Record extracts:
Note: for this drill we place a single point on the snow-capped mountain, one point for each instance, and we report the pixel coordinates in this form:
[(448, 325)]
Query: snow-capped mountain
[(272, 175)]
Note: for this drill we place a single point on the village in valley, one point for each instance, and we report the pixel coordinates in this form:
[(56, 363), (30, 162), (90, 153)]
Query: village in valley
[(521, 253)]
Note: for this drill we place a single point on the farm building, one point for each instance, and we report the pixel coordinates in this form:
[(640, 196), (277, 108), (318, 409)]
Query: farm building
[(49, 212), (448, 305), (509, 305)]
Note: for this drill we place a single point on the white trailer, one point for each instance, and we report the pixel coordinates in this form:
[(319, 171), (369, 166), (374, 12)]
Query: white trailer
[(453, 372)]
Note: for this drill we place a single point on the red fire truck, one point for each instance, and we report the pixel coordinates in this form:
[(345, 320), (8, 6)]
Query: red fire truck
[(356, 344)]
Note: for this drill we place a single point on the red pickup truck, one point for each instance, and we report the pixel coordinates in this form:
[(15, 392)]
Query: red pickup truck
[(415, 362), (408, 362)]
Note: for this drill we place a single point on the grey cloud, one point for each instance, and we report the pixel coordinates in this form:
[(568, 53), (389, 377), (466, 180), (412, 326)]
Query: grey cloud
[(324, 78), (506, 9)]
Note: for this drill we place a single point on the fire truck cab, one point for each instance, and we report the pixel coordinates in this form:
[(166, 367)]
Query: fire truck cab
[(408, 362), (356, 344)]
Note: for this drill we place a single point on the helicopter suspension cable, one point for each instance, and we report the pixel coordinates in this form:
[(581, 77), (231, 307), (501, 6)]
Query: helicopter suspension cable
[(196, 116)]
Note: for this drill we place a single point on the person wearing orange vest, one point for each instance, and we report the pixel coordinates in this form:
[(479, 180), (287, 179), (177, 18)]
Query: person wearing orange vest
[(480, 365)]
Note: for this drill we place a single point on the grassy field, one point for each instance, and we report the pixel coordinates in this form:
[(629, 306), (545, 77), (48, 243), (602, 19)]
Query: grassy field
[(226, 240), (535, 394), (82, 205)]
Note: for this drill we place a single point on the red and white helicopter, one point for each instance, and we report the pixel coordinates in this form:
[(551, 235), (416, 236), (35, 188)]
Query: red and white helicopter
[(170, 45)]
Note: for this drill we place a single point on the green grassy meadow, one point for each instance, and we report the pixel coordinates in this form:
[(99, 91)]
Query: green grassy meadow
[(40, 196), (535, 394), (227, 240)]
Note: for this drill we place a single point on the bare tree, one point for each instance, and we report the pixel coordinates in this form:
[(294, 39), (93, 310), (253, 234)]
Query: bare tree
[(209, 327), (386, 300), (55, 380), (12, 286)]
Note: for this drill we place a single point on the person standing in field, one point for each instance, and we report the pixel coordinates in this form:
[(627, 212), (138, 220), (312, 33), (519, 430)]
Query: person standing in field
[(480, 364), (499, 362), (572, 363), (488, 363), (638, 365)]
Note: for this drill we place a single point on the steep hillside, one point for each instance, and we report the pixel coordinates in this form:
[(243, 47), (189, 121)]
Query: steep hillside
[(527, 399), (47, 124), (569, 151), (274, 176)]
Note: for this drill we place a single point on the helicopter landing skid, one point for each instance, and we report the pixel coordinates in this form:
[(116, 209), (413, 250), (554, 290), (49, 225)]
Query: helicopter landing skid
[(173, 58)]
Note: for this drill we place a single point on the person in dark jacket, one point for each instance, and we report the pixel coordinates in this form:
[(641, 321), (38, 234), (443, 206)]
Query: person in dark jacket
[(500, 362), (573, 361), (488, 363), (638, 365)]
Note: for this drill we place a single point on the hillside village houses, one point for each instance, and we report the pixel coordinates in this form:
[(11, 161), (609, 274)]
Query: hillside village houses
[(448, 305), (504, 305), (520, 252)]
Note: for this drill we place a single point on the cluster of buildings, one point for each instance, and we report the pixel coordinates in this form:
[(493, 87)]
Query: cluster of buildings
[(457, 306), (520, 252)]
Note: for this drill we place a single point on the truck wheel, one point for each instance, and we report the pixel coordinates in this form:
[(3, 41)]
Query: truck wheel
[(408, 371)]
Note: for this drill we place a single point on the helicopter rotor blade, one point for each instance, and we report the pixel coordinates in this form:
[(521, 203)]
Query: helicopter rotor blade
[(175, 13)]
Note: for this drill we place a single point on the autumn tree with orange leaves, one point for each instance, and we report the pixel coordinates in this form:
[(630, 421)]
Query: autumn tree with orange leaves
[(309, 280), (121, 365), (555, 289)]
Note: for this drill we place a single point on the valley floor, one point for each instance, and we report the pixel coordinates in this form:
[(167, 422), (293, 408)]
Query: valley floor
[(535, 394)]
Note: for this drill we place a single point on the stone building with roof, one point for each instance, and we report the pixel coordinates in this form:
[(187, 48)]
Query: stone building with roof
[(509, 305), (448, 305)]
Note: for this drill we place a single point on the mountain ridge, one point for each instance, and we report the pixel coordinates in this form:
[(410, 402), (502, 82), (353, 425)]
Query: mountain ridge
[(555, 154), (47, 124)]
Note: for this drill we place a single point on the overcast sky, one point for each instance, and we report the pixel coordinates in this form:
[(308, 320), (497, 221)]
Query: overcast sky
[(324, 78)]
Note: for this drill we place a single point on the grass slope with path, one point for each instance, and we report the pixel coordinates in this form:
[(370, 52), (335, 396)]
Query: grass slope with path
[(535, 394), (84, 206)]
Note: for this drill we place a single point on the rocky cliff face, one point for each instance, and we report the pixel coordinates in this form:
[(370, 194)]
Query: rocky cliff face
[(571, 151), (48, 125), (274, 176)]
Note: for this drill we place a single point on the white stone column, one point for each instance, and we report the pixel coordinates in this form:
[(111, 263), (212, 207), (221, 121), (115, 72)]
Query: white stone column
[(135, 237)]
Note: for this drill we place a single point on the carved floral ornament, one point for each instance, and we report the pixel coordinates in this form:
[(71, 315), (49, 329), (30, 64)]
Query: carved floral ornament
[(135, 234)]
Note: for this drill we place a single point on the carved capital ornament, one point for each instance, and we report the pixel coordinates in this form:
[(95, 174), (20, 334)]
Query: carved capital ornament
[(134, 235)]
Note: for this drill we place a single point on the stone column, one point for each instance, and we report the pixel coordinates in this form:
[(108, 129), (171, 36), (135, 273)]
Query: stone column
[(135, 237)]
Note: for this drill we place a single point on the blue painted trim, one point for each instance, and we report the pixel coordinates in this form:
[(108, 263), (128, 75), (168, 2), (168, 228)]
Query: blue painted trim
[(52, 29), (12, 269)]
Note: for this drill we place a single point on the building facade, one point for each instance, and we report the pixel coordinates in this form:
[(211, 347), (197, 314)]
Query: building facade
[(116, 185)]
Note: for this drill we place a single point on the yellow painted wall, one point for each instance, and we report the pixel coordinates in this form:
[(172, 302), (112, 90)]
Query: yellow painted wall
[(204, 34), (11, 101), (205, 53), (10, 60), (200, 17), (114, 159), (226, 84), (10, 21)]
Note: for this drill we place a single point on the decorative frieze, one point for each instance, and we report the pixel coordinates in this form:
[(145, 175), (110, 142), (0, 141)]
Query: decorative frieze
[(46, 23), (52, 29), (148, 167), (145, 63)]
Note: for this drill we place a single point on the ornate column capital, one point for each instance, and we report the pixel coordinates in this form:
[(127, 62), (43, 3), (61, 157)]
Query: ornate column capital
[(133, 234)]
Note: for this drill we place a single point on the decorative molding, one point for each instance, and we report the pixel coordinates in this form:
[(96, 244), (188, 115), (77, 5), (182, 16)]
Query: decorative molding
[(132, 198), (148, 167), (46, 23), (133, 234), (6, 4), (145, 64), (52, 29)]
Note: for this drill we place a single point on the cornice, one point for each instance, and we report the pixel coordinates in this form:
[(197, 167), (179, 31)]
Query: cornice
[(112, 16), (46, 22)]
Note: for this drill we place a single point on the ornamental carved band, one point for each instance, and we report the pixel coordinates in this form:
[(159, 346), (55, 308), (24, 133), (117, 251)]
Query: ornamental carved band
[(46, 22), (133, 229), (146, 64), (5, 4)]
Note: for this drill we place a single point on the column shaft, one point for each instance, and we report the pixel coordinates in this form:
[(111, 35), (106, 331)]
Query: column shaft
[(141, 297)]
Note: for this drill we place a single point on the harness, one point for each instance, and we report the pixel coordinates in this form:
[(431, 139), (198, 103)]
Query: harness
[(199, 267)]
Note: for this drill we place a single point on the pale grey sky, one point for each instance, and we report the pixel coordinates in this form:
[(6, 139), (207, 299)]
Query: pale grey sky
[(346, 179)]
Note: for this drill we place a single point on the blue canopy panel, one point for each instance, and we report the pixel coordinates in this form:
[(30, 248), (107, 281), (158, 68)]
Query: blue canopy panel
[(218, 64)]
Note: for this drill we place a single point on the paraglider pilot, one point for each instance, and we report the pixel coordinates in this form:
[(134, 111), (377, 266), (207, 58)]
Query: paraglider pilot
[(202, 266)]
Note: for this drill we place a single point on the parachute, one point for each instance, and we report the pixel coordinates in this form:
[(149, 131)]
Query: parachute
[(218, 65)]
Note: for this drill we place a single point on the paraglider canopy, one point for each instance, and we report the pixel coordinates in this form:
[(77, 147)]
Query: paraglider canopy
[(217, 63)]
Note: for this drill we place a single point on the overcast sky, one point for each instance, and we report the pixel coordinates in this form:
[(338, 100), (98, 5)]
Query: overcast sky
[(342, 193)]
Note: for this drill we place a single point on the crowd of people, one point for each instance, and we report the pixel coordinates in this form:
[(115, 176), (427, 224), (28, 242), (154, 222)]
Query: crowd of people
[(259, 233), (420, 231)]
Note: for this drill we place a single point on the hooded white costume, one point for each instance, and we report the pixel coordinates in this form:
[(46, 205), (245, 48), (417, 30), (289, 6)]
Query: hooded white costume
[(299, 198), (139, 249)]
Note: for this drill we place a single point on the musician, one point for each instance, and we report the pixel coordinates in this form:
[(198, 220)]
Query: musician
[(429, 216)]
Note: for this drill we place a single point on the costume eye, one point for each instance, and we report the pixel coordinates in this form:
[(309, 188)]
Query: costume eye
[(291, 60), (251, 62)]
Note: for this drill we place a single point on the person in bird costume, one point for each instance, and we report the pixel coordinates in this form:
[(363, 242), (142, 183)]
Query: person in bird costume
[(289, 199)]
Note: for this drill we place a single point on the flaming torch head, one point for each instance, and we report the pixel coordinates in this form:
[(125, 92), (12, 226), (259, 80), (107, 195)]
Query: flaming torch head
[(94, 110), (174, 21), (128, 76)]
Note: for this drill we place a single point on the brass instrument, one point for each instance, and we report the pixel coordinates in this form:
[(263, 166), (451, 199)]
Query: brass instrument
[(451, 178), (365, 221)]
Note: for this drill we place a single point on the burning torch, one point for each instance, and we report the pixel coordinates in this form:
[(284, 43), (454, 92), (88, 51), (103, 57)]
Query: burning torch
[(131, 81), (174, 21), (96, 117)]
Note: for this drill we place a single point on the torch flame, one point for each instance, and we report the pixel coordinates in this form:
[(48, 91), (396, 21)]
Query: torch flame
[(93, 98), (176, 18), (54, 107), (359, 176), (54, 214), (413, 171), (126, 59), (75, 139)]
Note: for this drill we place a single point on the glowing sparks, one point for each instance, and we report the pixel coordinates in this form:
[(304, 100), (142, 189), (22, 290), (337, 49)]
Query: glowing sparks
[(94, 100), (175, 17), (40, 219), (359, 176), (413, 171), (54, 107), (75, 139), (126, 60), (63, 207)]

What is expected:
Print the line containing "on the brass" and every line after it to the end of the records above, exactly as written, and nothing else.

Exercise result:
Note: for this drill we place a single point on the brass instrument, one point for each instance, and we report the pixel coordinates in this form:
[(263, 166), (451, 199)]
Query: brass instrument
[(451, 178), (365, 221)]
Note: for this drill we place a single point on the burning torch, one point for each instance, and we report the pixel coordinates in this form:
[(284, 43), (454, 92), (88, 51), (103, 57)]
Query: burning torch
[(131, 81), (174, 21), (96, 117)]
Note: for this drill we place a single point on the torch flame, one point for each instance, and we report the pixel coordinates in this form:
[(48, 91), (396, 21)]
Query: torch flame
[(93, 98), (176, 18), (54, 107), (359, 176), (54, 214), (413, 171), (126, 59), (75, 139)]
Note: for this drill we place a single point on the glowing sparks, one point for each instance, and we report the pixel coordinates in this form:
[(304, 100), (142, 189), (22, 290), (337, 49)]
Query: glowing sparks
[(94, 100), (175, 17), (40, 219), (359, 176), (413, 171), (54, 107), (75, 139), (126, 60), (63, 207)]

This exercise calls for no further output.